→ Testo fornito
....
Ma le tasse c’entrano? Quale negoziato post referendum

«Acquaiolo, l’acqua è fresca?», «Come la neve». «Lombardi e veneti, volete che le imposte da voi pagate restino nella vostra terra?», «Certamente». L’antica saggezza napoletana faceva prevedere che i referendum del lombardo–veneto avrebbero avuto un esisto positivo. Ma è ora importante sapere che cosa succede. Cominciamo col dire che, come quasi sempre, i referendum hanno una logica binaria apparente. Per lo più non si risponde alla domanda posta, ma ad altre domande, per cui essi si prestano a una varietà di usi. La domanda posta era: volete richiedere allo Stato l’attribuzione di ulteriori forme e condizioni particolari di autonomia con le relative risorse? Questa domanda si riferiva all’articolo 116 della Costituzione, secondo il quale «ulteriori forme e condizioni particolari di autonomia, concernenti le materie di cui al terzo comma dell’articolo 117 e le materie indicate dal secondo comma del medesimo articolo alle lettere l), limitatamente all’organizzazione della giustizia di pace, n) e s), possono essere attribuite ad altre Regioni, con legge dello Stato, su iniziativa della Regione interessata, sentiti gli enti locali, nel rispetto dei princìpi di cui all’articolo 119. La legge è approvata dalle Camere a maggioranza assoluta dei componenti, sulla base di intesa fra lo Stato e la Regione interessata». Tuttavia, nella campagna referendaria si è spiegato che le due regioni hanno un «residuo fiscale» positivo, nel senso che i relativi cittadini contribuiscono alle imposte raccolte nelle due regioni più di quanto lo Stato conferisca sul territorio in termini di servizi. Quindi, chi ha votato ha inteso far capire di aver diritto a maggiori e migliori servizi, pagati con proventi dai tributi che oggi vanno invece a vantaggio delle regioni che hanno un residuo fiscale negativo (quelle del Sud). 
Se anche questo referendum, come tutti quelli svolti di recente (Colombia, Ungheria, Thailandia, Regno Unito, Italia), nasconde qualche ambiguità, la procedura aperta con i due referendum, tracciata dalla Costituzione, è chiara: occorre una intesa tra lo Stato e ciascuna regione, e poi una legge votata dal Parlamento a maggioranza assoluta. Insomma una procedura simile a quella innescata, con minori clamori, dalla Regione Emilia–Romagna.
....
→ Consegna A
Ricopi fedelmente le righe delle voci, a partire da quella che contiene "Please tag the dark car" e proseguendo fino alla fine delle voci.

→ Dati forniti
....
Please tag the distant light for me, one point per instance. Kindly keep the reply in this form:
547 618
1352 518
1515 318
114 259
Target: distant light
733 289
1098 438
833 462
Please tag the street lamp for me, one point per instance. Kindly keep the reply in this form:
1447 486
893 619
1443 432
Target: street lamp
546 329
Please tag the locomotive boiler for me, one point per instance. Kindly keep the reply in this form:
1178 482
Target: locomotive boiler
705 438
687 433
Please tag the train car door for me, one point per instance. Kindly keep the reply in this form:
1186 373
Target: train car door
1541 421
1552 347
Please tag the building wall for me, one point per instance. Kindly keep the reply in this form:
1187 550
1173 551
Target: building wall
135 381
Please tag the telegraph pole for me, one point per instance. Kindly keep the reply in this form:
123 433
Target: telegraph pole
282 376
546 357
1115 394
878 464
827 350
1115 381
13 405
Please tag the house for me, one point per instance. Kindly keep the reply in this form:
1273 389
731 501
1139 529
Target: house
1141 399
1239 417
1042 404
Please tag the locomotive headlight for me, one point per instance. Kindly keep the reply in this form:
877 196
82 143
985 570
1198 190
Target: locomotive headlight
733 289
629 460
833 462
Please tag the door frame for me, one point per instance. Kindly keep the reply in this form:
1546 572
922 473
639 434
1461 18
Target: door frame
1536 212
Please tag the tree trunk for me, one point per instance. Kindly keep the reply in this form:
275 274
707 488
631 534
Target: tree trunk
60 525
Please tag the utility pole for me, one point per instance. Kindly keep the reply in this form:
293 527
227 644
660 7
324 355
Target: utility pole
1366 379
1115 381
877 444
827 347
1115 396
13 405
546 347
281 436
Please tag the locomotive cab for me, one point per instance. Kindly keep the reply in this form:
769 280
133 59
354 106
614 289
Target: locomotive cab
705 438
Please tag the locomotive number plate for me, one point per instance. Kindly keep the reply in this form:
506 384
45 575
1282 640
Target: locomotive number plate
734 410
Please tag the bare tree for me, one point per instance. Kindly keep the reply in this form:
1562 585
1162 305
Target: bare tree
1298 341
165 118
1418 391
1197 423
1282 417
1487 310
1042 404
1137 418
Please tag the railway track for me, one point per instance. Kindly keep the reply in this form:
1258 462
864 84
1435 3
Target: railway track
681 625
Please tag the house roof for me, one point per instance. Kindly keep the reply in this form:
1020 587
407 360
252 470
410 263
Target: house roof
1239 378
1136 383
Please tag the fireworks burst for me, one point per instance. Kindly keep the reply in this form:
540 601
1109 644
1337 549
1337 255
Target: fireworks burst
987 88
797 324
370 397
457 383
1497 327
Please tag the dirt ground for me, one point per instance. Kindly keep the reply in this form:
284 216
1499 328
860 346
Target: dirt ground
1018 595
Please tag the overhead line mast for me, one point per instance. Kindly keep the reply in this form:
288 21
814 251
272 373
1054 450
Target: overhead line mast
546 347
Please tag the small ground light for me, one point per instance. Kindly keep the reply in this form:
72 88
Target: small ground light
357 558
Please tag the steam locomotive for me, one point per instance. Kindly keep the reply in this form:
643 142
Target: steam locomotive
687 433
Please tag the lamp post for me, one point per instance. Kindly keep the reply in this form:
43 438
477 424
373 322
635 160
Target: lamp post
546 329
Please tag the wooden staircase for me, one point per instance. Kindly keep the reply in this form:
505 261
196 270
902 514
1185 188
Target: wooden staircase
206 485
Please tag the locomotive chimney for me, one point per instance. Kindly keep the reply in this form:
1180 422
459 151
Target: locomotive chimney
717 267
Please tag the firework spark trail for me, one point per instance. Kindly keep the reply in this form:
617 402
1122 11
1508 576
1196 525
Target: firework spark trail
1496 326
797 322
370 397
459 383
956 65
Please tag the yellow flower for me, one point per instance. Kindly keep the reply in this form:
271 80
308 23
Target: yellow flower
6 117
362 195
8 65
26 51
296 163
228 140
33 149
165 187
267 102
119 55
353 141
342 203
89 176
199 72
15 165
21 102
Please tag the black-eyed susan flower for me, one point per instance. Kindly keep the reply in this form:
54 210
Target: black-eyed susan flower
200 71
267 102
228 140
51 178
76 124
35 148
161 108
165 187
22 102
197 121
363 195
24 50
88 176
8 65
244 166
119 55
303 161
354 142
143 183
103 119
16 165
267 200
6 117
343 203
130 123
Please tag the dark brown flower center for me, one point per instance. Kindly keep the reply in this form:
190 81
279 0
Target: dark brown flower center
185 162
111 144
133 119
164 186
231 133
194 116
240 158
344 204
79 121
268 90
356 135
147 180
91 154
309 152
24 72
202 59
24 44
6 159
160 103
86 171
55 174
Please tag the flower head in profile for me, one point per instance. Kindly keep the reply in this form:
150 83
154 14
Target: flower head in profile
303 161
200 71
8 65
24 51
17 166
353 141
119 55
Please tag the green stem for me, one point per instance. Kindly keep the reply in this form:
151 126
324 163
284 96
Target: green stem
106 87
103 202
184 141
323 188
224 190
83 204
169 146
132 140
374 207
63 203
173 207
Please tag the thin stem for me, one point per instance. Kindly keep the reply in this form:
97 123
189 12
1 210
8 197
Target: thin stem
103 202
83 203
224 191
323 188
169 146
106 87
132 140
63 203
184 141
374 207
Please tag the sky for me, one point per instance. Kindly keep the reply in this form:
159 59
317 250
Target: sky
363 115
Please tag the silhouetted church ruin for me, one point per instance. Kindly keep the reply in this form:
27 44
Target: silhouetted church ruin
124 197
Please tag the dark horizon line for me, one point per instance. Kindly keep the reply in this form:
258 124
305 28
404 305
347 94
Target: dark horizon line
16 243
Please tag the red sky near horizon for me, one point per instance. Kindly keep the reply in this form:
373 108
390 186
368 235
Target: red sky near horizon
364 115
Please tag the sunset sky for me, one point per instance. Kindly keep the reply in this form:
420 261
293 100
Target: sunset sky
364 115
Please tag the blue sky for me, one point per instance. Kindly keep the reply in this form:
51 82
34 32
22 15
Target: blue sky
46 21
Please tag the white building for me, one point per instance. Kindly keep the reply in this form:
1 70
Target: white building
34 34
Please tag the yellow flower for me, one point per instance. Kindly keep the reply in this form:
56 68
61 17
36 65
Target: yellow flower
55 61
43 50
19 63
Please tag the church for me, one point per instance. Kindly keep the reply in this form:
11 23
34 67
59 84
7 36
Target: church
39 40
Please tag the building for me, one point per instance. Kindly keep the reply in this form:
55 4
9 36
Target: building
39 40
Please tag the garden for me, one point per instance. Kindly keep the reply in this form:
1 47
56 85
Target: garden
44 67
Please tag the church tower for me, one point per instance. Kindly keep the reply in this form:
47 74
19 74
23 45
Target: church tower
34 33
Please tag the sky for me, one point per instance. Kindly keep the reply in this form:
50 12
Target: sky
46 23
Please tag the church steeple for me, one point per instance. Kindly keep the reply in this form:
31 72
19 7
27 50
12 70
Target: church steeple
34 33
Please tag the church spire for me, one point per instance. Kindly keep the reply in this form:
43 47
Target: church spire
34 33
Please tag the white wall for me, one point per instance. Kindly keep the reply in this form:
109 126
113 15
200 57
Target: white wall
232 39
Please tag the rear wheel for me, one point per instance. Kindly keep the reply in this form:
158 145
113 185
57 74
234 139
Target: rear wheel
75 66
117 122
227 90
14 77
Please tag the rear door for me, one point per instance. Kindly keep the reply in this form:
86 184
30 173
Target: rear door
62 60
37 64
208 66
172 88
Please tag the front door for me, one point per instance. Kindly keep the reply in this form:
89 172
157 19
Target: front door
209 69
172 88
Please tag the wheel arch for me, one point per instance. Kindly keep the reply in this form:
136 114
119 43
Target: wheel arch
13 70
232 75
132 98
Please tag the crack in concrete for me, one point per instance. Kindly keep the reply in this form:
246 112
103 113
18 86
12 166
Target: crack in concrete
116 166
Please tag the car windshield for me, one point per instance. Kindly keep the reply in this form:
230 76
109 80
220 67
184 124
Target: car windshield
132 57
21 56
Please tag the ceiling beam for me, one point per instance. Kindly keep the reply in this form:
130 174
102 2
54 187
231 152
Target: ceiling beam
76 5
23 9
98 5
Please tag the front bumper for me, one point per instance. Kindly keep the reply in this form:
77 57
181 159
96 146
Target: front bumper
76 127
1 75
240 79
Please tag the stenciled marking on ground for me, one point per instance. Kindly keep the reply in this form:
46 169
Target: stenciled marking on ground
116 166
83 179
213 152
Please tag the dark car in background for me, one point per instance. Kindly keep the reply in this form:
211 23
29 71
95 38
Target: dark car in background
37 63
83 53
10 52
....
→ Consegna B
Ripeta alla lettera il passo del testo sui referendum del Lombardo-Veneto, a partire da "Se anche questo" e proseguendo fino a "dalla Regione Emilia–Romagna.".

→ Risultato corretto A
Please tag the dark car in background for me, one point per instance. Kindly keep the reply in this form:
211 23
29 71
95 38
Target: dark car in background
37 63
83 53
10 52

→ Risultato corretto B
Se anche questo referendum, come tutti quelli svolti di recente (Colombia, Ungheria, Thailandia, Regno Unito, Italia), nasconde qualche ambiguità, la procedura aperta con i due referendum, tracciata dalla Costituzione, è chiara: occorre una intesa tra lo Stato e ciascuna regione, e poi una legge votata dal Parlamento a maggioranza assoluta. Insomma una procedura simile a quella innescata, con minori clamori, dalla Regione Emilia–Romagna.